The mathematical Builtins perform mathematical operations on their input expressions, generating a result. Most commonly, you will use the mathematical functions to define converters which form the micro-logic of your model. Mathematical functions do a wide variety of operations, as detailed below.
The ABS function returns the absolute value of expression. Expression can be variable or constant.
Example:
ABS(-1) equals 1
The DERIVN function calculates the nth-order time derivative of input. Input can be variable or constant. Order must be a non-negative integer. The software uses a recursive finite difference technique to calculate time derivatives. The basic equation used in the calculation is:
dx/dt = (xt - x(t-dt))/dt
where t is current simulation time, and dt is DT, the simulation solution interval.

» **Tasks to perform**
a. Print the passage of the mathematical functions text from "The mathematical Builtins" up to and including "simulation solution interval.", word for word.
b. Output the lines of the entries from the line with "Detect and localize the following in the given image: clear" up to and including the line with "[206,395,392,533]", reproducing them exactly and giving nothing else.

» **Data in this exercise**
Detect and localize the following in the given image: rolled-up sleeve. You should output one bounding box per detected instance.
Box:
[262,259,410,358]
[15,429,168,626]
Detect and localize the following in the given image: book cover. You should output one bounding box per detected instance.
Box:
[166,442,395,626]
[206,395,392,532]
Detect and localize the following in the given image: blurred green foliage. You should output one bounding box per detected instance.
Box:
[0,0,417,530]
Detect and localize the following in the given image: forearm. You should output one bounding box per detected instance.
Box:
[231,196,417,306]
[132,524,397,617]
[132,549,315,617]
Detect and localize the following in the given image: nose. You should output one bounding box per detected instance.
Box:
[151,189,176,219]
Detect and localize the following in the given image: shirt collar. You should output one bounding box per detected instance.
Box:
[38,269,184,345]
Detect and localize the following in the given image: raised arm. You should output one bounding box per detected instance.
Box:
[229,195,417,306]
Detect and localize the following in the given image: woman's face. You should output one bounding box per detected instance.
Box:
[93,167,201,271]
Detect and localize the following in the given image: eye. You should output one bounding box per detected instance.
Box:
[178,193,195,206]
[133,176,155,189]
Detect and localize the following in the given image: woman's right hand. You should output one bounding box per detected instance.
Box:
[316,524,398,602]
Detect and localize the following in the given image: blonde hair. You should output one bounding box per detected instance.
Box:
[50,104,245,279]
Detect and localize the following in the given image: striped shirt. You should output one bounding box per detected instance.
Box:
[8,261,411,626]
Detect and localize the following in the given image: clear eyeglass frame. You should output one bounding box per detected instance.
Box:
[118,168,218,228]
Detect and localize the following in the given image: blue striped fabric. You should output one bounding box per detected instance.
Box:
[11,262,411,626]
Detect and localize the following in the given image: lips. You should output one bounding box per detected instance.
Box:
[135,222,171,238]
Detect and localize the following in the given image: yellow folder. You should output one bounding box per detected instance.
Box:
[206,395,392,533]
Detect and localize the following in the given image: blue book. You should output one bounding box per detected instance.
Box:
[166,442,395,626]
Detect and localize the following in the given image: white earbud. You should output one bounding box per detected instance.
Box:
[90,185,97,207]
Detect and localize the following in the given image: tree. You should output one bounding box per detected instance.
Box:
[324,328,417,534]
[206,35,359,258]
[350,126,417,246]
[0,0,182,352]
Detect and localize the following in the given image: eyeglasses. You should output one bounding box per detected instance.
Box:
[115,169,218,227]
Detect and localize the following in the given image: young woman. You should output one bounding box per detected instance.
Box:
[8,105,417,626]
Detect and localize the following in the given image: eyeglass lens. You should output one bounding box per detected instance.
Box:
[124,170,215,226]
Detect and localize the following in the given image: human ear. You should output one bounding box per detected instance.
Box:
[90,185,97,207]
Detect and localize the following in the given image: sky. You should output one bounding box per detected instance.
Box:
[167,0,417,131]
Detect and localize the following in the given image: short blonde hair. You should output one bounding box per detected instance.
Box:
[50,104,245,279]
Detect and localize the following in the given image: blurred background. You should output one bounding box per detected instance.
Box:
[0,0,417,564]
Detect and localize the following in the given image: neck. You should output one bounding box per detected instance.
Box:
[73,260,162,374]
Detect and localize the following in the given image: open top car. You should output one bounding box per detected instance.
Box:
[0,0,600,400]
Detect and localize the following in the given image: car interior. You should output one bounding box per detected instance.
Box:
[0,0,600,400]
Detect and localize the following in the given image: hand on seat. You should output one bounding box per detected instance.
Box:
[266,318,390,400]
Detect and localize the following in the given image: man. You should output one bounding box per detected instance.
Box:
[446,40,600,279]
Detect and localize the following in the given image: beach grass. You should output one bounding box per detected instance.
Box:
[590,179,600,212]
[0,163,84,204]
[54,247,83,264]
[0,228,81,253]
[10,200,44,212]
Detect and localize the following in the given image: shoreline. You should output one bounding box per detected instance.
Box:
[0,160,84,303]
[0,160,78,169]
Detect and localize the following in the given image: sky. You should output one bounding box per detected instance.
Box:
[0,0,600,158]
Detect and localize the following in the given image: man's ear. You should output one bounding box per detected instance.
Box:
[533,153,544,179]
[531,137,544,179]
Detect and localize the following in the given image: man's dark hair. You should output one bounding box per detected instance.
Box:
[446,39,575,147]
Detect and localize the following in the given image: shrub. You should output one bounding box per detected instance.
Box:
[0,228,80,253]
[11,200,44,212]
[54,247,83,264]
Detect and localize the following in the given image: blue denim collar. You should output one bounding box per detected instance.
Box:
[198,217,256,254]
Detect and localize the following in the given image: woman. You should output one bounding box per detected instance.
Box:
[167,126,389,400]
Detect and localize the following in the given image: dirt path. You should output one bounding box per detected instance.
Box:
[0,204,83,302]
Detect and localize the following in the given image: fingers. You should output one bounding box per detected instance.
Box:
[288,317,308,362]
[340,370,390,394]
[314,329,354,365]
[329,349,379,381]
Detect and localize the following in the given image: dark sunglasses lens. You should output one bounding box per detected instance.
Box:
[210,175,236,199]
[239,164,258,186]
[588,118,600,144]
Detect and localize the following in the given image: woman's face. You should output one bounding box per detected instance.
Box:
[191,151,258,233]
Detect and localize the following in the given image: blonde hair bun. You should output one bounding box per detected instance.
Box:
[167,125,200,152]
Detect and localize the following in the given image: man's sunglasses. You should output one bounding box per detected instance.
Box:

» **Exercise answers**
a.
The mathematical Builtins perform mathematical operations on their input expressions, generating a result. Most commonly, you will use the mathematical functions to define converters which form the micro-logic of your model. Mathematical functions do a wide variety of operations, as detailed below.
The ABS function returns the absolute value of expression. Expression can be variable or constant.
Example:
ABS(-1) equals 1
The DERIVN function calculates the nth-order time derivative of input. Input can be variable or constant. Order must be a non-negative integer. The software uses a recursive finite difference technique to calculate time derivatives. The basic equation used in the calculation is:
dx/dt = (xt - x(t-dt))/dt
where t is current simulation time, and dt is DT, the simulation solution interval.

b.
Detect and localize the following in the given image: clear eyeglass frame. You should output one bounding box per detected instance.
Box:
[118,168,218,228]
Detect and localize the following in the given image: blue striped fabric. You should output one bounding box per detected instance.
Box:
[11,262,411,626]
Detect and localize the following in the given image: lips. You should output one bounding box per detected instance.
Box:
[135,222,171,238]
Detect and localize the following in the given image: yellow folder. You should output one bounding box per detected instance.
Box:
[206,395,392,533]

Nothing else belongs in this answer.